## Assigned task 1
Using the coding log in the forum thread about the retrofitted NBT EVO, explain why the coding job on HU_NBT2 failed.
## Assigned task 2
In the forum thread about the retrofitted NBT EVO, which FA field does jackylooo name for changing the car model?
## Assigned task 3
Go on with the forum thread about the retrofitted NBT EVO, starting after its final log line.

## Excerpted text
* * * * * * * * *
# No signal on display of retrofitted NBT EVO after VO coding



## dee_0005 (Jul 28, 2016)

jackylooo said:


> Yes, your approach is correct! But use your own VIN , not donors Vin, and only change build date and car model in FA, add 609, 6NR,6NS in VO, that's about it!


Where would I change the car model in the FA? Is it Entwicklungsbaureihe= or Typschlüssel=


----------



## jackylooo (Nov 26, 2014)

Typschlüssel


----------



## dee_0005 (Jul 28, 2016)

Well I tried injecting a cafd like you explained once I got the FA setup. I ended up with errors and coding was not successful. 

Do i have to update anything else?


----------



## jackylooo (Nov 26, 2014)

What error you got?


----------



## dee_0005 (Jul 28, 2016)

jackylooo said:


> What error you got?


Caf's suchen
Tal wird generiert
Abarbeitung wird gestartet

TAL execution started.
VCM Update: VCM-Update is deactivated. VCM will not be updated. [C197]
ExecutionID=2016/08/14-21:17:12.059
[] prepareTALExecution started
[] prepareTALExecution finished
[] prepareVehicleForCoding started
[] prepareVehicleForCoding finished
[HU_NBT2 - 63] prepareECUforCoding started
[HU_NBT2 - 63] prepareECUforCoding finished
[HU_NBT2 - 63] authenticateECUforCoding started
[HU_NBT2 - 63] authenticateECUforCoding finished
[HU_NBT2 - 63 - cafd_00001ef6-006_013_014] Transaction type: cdDeploy; Message: TA started
MCDDiagService<id=62649, job=com.bmw.psdz.jobs.uds.MCD3_PerformECUCoding, service=WDBI_PLAIN - WriteDataByIdentifier with unlimited Data-ID (plain hex value), description=error: negative response : requestOutOfRange, link=HU_NBT2_63_ETHERNET>
[HU_NBT2 - 63 - cafd_00001ef6-006_013_014] Transaction type: cdDeploy; Message: TA finished
[HU_NBT2 - 63] There was an error during TAL execution, please check the log files.
[HU_NBT2 - 63] - [Exception - HU_NBT2 - 63] job failed with negative response error: 
code: service returned global negative response
description: Service WDBI_PLAIN returned a negative response with response code requestOutOfRange; ECU: HU_NBT2_63_ETHERNET
severity: ERROR

[HU_NBT2 - 63] finalizeECUCoding started
[HU_NBT2 - 63] finalizeECUCoding finished
[] There was an error, please check the log files.
* * * * * * * * *
## Listed records
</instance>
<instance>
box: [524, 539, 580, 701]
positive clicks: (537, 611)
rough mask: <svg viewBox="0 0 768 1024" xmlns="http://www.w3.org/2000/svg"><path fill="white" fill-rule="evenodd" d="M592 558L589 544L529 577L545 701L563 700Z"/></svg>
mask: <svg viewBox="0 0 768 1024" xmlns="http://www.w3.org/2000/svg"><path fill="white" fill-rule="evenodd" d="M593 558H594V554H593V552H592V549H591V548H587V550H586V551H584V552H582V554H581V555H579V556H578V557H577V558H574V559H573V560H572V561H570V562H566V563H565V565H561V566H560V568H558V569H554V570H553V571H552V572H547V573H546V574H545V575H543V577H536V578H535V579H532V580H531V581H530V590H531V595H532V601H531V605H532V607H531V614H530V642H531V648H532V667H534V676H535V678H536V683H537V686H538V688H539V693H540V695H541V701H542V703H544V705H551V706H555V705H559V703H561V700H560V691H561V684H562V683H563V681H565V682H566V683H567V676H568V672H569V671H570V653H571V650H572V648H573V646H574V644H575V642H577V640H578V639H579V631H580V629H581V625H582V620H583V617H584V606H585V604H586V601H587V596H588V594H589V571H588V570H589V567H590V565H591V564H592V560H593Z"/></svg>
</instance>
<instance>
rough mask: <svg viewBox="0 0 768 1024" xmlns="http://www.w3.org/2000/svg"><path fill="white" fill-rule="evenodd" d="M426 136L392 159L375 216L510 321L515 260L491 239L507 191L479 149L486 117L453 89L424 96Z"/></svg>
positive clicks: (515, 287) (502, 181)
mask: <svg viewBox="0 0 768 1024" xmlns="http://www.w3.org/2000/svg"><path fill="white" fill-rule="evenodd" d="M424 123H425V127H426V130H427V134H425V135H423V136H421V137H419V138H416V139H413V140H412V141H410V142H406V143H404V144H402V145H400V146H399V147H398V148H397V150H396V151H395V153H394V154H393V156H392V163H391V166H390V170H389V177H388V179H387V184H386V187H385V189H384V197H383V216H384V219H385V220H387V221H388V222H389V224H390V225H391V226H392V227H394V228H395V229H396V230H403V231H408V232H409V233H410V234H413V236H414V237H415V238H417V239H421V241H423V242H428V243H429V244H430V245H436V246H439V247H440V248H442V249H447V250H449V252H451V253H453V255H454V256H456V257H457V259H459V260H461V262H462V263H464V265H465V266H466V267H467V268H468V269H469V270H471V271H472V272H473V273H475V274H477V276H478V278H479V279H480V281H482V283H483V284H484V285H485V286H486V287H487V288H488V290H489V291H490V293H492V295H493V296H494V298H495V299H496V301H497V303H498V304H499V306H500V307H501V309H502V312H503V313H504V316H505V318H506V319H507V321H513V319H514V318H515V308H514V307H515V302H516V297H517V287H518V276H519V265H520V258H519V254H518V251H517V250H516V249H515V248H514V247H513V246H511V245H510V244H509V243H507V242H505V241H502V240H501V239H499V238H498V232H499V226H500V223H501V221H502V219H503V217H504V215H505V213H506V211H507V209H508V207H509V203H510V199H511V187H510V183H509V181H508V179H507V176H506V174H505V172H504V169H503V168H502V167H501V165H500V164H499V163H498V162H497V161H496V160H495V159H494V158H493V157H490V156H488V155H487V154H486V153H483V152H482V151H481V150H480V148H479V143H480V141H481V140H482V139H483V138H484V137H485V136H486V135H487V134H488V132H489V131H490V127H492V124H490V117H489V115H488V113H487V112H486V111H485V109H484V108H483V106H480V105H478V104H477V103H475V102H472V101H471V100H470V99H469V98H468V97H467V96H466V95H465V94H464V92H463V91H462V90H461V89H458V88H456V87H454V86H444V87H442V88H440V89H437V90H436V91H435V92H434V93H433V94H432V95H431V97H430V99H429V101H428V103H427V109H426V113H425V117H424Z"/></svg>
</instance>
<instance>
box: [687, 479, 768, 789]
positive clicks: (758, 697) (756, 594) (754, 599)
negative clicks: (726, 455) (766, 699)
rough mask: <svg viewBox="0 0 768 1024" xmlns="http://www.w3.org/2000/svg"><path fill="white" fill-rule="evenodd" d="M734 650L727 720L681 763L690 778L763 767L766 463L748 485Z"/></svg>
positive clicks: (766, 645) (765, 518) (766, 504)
* * * * * * * * *
## Answer section 1
The job failed because the WDBI_PLAIN service (WriteDataByIdentifier) returned a global negative response. The response code was requestOutOfRange, and it came from the ECU HU_NBT2_63_ETHERNET.

## Answer section 2
Typschlüssel.

## Answer section 3
[] - [Exception - HU_NBT2 - 63] job failed with negative response error: 
code: service returned global negative response
description: Service WDBI_PLAIN returned a negative response with response code requestOutOfRange; ECU: HU_NBT2_63_ETHERNET
severity: ERROR

[] finalizeVehicleCoding started
[] finalizeVehicleCoding finished
[] finalizeTALExecution started
[] finalizeTALExecution finished
TAL execution finished
TAL-Execution finished with status: "FinishedWithError". [C207]
TAL execution finished. Duration: "17s". [C206]
Abarbeitung beendet

Transaktions-Report: Aktion: Codieren

HU_NBT2 [63]
cdDeploy FinishedWithError
cafd_00001ef6-006_013_014 FinishedWithError


----------



## jackylooo (Nov 26, 2014)

Do you have backed up the original CAFD before the problem occurred?


----------



## jackylooo (Nov 26, 2014)

requestOutOfRange error normally indicated some parameters loaded in CAFD were not supported / not exist in current ECU load. You may need full flash it to overcome the problem.


----------



## dee_0005 (Jul 28, 2016)

I do not unfortunately have a back up :banghead:

How would I go about doing a full flash of the ECU. I do have Psdzdata 59.2 full to do the flash but have no idea how to go about it. 

Thank you jackylooo for all your help so far. I know it is time out of your day so thank you very much


----------



## jackylooo (Nov 26, 2014)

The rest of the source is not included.